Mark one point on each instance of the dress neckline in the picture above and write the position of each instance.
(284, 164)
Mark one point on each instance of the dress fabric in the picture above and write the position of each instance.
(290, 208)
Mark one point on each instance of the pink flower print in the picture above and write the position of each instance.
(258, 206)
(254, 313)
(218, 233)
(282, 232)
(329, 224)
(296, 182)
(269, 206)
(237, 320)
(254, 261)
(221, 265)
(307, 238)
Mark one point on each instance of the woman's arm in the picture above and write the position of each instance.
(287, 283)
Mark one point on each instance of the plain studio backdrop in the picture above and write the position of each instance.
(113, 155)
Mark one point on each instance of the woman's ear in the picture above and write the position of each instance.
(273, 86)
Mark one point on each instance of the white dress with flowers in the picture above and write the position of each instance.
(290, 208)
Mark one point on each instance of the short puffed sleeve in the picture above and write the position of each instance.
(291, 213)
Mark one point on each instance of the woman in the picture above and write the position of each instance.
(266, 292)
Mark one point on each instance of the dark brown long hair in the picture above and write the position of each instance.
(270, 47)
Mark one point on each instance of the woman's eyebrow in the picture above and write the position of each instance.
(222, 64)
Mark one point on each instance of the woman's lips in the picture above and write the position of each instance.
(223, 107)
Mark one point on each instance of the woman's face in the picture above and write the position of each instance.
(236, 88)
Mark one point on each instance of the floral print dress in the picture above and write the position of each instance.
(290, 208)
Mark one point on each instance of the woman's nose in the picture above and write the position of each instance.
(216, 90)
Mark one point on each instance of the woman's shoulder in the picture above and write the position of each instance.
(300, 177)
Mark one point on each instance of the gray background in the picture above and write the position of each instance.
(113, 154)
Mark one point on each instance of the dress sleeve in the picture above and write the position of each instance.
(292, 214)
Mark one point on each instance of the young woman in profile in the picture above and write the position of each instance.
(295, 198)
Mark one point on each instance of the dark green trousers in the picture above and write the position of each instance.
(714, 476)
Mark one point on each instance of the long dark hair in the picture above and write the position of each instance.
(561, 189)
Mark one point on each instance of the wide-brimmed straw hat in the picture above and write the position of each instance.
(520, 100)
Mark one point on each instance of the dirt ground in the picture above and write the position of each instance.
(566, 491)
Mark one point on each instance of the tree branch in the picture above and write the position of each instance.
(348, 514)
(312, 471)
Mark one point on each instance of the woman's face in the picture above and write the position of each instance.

▸ Set exercise: Please render every line of the material above as a JSON list of strings, one string per line, leaving out any blank lines.

▸ Answer to the problem:
[
  "Mark one point on each instance of the dress neckline in the picture above and write the position of each instance.",
  "(284, 164)",
  "Mark one point on each instance of the dress fabric in the picture above and write the position of each instance.",
  "(290, 208)",
  "Mark one point on each instance of the pink flower print in the picture above and write the position of each instance.",
  "(258, 206)",
  "(254, 313)",
  "(218, 233)",
  "(282, 232)",
  "(329, 224)",
  "(296, 182)",
  "(269, 206)",
  "(237, 320)",
  "(254, 261)",
  "(221, 265)",
  "(307, 238)",
  "Mark one point on each instance of the woman's arm in the picture above and write the position of each instance.",
  "(287, 283)",
  "Mark one point on each instance of the plain studio backdrop in the picture above and write the position of each instance.",
  "(113, 155)",
  "Mark one point on each instance of the woman's ear in the picture above and write the position of each instance.",
  "(273, 86)",
  "Mark one point on each instance of the white dress with flowers in the picture above and write the position of each instance.",
  "(290, 208)",
  "Mark one point on each instance of the short puffed sleeve in the picture above and write the position of each instance.",
  "(291, 213)",
  "Mark one point on each instance of the woman in the picture above and write the position of each instance.",
  "(266, 292)",
  "Mark one point on each instance of the dark brown long hair in the picture above and write the position of each instance.",
  "(270, 47)",
  "Mark one point on each instance of the woman's eyebrow in the picture above and write the position of each instance.",
  "(222, 64)",
  "Mark one point on each instance of the woman's lips in the picture above and write the position of each instance.",
  "(223, 107)",
  "Mark one point on each instance of the woman's face in the picture above and write the position of each instance.",
  "(236, 88)",
  "Mark one point on each instance of the floral print dress in the picture above and write the position of each instance.",
  "(290, 208)",
  "Mark one point on each instance of the woman's nose in the picture above and write the position of each instance.",
  "(216, 90)",
  "Mark one point on each instance of the woman's shoulder in the picture above and write the position of each instance.",
  "(300, 177)",
  "Mark one point on each instance of the gray background in the picture above and write the position of each instance.",
  "(113, 154)",
  "Mark one point on each instance of the dress sleeve in the picture above and write the position of each instance.",
  "(292, 214)",
  "Mark one point on each instance of the young woman in profile in the picture above and write the position of each instance.",
  "(295, 198)",
  "Mark one point on each instance of the dark green trousers in the picture above and write the position of each instance.",
  "(714, 476)",
  "Mark one point on each instance of the long dark hair in the picture above and write the position of each instance.",
  "(561, 189)",
  "Mark one point on each instance of the wide-brimmed straw hat in the picture above and write the position of each instance.",
  "(520, 100)",
  "Mark one point on each instance of the dirt ground in the picture above and write the position of each instance.",
  "(566, 491)",
  "Mark one point on each instance of the tree branch in the picture above and write the position of each instance.",
  "(348, 514)",
  "(312, 471)",
  "Mark one point on each instance of the woman's face in the picture above and write the position of each instance."
]